Reproduce the records below word for word, each line kept as it appears.

■ RECORD EXTRACTS ■

>>>>>

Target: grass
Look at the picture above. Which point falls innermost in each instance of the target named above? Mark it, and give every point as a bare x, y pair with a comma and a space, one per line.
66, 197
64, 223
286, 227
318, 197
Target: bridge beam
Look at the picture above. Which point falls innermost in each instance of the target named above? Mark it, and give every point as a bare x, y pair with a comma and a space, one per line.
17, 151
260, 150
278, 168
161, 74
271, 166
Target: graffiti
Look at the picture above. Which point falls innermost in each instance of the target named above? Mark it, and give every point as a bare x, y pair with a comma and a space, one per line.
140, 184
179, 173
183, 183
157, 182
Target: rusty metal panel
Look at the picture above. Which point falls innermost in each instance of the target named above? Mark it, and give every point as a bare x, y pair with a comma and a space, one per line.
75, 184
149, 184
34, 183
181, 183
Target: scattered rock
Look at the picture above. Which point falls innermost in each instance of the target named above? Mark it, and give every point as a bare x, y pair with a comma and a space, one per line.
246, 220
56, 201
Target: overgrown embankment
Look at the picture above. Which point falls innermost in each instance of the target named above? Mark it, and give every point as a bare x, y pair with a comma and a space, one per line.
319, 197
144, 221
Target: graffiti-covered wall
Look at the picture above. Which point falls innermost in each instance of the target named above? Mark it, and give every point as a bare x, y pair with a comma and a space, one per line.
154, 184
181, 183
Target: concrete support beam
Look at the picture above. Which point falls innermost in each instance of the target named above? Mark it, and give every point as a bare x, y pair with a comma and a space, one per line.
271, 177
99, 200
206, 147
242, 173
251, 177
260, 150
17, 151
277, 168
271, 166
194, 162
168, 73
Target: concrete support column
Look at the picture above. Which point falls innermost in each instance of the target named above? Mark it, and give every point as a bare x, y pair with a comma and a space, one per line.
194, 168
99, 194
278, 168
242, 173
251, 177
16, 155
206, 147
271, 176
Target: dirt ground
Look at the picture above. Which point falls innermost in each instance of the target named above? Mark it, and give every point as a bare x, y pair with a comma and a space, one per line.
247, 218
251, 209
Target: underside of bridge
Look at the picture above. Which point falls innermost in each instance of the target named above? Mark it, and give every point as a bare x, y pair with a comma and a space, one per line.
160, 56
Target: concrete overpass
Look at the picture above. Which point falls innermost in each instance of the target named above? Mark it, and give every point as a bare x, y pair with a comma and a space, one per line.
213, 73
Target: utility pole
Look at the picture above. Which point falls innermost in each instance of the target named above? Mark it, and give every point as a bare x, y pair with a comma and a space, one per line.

<<<<<

■ TASK RESPONSE ■
Target: grass
Look at the picture above. Which point falls innermost in each instance of the target named above? Mark it, and give every point as a bare x, y pair with a comma and a space, one per line.
66, 197
64, 223
286, 227
318, 197
Target: bridge beam
Look at the picture above. Which point falls innermost in each instance of the target named above? Mark it, and give every point as a bare x, y pair with a comma and a space, one per line.
17, 151
260, 150
278, 168
161, 74
271, 166
Target: graffiti
Look at the picture above. Which point falls innermost in each instance of the target named above? Mark it, and give every point as a bare x, y pair with a comma and a space, one per line.
140, 184
179, 173
183, 183
157, 182
Target: rusty metal panel
Look at the picture above. Which point falls innermost in each instance of the target named above? Mark it, and give every point as a bare x, y pair with a comma and a space, one per line.
75, 184
149, 184
34, 183
181, 183
Target: scattered rock
Look at the picture above. Which point falls innermost in each instance of the target named above? Mark it, and give every point as a bare x, y pair with a comma and a space, one per line.
246, 220
56, 201
Target: overgrown embankment
Look at the picture above. Which point falls innermost in each instance of the target named above? Mark it, and give every point as a bare x, y pair with a comma and a space, one per line.
319, 197
144, 221
Target: graffiti-covered wall
Look at the picture above. Which point falls innermost in each instance of the target named above? Mark it, and give every point as a bare x, y pair with a comma and a space, one per line.
154, 184
181, 183
Target: concrete support beam
Look at the picture above. Which point falls innermost in each instance of the target named above? Mark it, and give every point as a bare x, y pair with a comma and a space, one per line.
271, 177
99, 200
206, 147
242, 173
251, 177
260, 150
17, 151
277, 168
271, 166
194, 162
168, 73
Target: concrete support column
Look at the picture above. Which point falls innermost in each instance of the target named above? Mark it, and give every point as a bare x, y pair with a comma and a space, one per line.
194, 168
99, 194
278, 168
242, 173
251, 177
16, 155
206, 147
271, 176
Target: dirt ground
Look at the picture above. Which point falls innermost in each instance of the target named above? Mark it, and give every point as a bare x, y pair with a comma and a space, one per line.
247, 218
251, 209
Target: underside of bridge
Look at the picture above. Which point falls innermost in each instance of the target named above? Mark it, and give every point as a bare x, y pair with a comma and a space, one per line.
160, 56
Target: concrete overpass
Look at the picture above. Which point falls innermost in each instance of the target named above? Mark it, and give every point as a bare x, y pair with a comma and a space, one per line.
213, 73
Target: utility pole
Look at the picture above. Which point falls innermost in each instance of the target named above? Mark it, and give every point as a bare x, y pair with a comma and a space, one per line.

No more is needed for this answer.